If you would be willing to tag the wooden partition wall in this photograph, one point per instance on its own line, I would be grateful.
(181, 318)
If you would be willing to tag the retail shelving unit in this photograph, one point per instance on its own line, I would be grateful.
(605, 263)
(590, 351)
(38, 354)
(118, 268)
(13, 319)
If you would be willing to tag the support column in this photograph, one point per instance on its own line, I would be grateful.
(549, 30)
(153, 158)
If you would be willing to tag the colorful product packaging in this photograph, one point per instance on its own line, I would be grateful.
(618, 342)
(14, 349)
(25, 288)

+ + + + +

> _Brief_
Quote the material above verbatim, line by line.

> _Correct response_
If you would be willing to tag the wooden partition wall in this photograph, one point per instance on its own line, I would be grateful.
(181, 318)
If you would be willing to tag the retail shelving unit in this photograph, one point per instance on its own line, I would be grateful.
(605, 263)
(590, 351)
(38, 354)
(118, 268)
(13, 319)
If you would be willing to tag the support column in this photograph, one point per instance on its own line, I would be grateful.
(549, 30)
(153, 158)
If you would be willing to tag the colorful product packaging in this photograph, one point per instance on its own line, I would be grateful.
(618, 342)
(14, 349)
(25, 288)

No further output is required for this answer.